→ **Goal of the exercise**
Copy out the material below, substituting "onlooker" for each "spectator" and leaving everything else untouched.

→ **Exercise data**
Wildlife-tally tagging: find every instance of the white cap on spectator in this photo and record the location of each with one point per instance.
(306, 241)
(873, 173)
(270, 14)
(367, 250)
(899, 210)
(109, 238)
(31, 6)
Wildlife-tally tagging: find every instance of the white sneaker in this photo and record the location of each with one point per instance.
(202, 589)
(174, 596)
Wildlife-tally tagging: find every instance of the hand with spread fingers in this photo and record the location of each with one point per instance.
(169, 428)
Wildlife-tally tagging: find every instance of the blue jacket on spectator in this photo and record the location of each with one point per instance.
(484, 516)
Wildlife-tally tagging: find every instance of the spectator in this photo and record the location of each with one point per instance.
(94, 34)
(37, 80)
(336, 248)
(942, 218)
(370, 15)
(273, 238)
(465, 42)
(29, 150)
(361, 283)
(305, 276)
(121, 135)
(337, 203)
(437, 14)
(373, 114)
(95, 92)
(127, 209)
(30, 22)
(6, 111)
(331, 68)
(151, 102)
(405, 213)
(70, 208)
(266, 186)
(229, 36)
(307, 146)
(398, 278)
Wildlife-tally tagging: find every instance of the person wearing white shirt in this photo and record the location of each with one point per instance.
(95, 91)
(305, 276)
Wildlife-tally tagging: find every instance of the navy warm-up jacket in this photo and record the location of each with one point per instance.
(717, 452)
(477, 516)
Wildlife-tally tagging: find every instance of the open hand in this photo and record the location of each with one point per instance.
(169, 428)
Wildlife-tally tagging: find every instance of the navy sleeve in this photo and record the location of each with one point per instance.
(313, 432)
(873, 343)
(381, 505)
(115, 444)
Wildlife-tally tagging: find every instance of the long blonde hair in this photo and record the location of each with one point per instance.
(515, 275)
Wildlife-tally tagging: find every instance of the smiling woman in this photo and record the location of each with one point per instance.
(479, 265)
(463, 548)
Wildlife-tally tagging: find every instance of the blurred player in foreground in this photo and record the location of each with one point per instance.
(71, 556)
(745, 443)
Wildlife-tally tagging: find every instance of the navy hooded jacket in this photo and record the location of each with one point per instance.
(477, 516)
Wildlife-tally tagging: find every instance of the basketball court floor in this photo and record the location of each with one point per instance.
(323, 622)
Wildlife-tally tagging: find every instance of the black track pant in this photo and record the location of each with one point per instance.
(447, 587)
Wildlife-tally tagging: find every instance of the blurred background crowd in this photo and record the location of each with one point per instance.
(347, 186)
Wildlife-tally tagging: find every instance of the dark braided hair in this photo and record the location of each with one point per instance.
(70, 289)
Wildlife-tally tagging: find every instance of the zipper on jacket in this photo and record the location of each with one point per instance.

→ **Exercise answer**
Wildlife-tally tagging: find every instance of the white cap on onlooker in this photo and record the location of each with one point per instance.
(306, 241)
(873, 173)
(270, 14)
(367, 250)
(899, 210)
(109, 238)
(31, 6)
Wildlife-tally tagging: find every instance of the white sneaker in this photo and record the location of each with one point per instance.
(202, 589)
(174, 596)
Wildlife-tally tagging: find every instance of the hand with spread fingers in this photo and record the location of each with one point per instance.
(169, 428)
Wildlife-tally tagging: find every instance of the blue jacket on onlooker in this photo and record the location of each with one point per instance.
(484, 516)
Wildlife-tally tagging: find every instance of the onlooker in this photo and record the location of each with one point per instance.
(94, 34)
(37, 80)
(336, 248)
(942, 218)
(370, 15)
(273, 238)
(465, 42)
(29, 150)
(361, 283)
(305, 276)
(121, 135)
(337, 203)
(437, 14)
(373, 114)
(95, 92)
(127, 209)
(30, 22)
(6, 111)
(331, 68)
(151, 102)
(405, 213)
(70, 208)
(266, 186)
(229, 36)
(307, 146)
(398, 278)
Wildlife-tally tagging: find every instance of the person wearing white shirt in this photo and record the location of each with one point per instance.
(95, 91)
(305, 276)
Wildlife-tally tagging: find every instance of the navy warm-up jacket in this photo and record the location of each with one point per instance.
(717, 452)
(477, 516)
Wildlife-tally tagging: find every instance of the open hand in this photo and record the location of each with one point per instance.
(169, 428)
Wildlife-tally tagging: find every instance of the navy sleeve in this photo and record the location of each with one point per instance.
(313, 432)
(873, 343)
(381, 505)
(115, 444)
Wildlife-tally tagging: find every instance of the long blonde hair in this photo and record the location of each with one point per instance.
(515, 275)
Wildlife-tally tagging: find every instance of the smiling woman in this photo and record the location of each with one point per instance.
(479, 265)
(463, 548)
Wildlife-tally tagging: find every instance of the blurred player in foreground in this photo and record the location of each with one point per instance.
(71, 556)
(745, 443)
Wildlife-tally tagging: find every instance of the navy hooded jacket in this photo and record the location of each with one point per instance.
(477, 516)
Wildlife-tally tagging: find every instance of the basketball court floor in this photo and record the location of each with one point per instance.
(323, 622)
Wildlife-tally tagging: find every instance of the black track pant in this photo and record the location of each with one point per instance.
(447, 587)
Wildlife-tally tagging: find every instance of the blurred background crowd in this photo and record the location of each with one point per instance.
(347, 186)
Wildlife-tally tagging: find every instance of the dark braided hair in this photo and record the location of each with one point per instance.
(70, 289)
Wildlife-tally tagging: find every instance of the zipper on jacket in this photo and record the location of each with one point per instance.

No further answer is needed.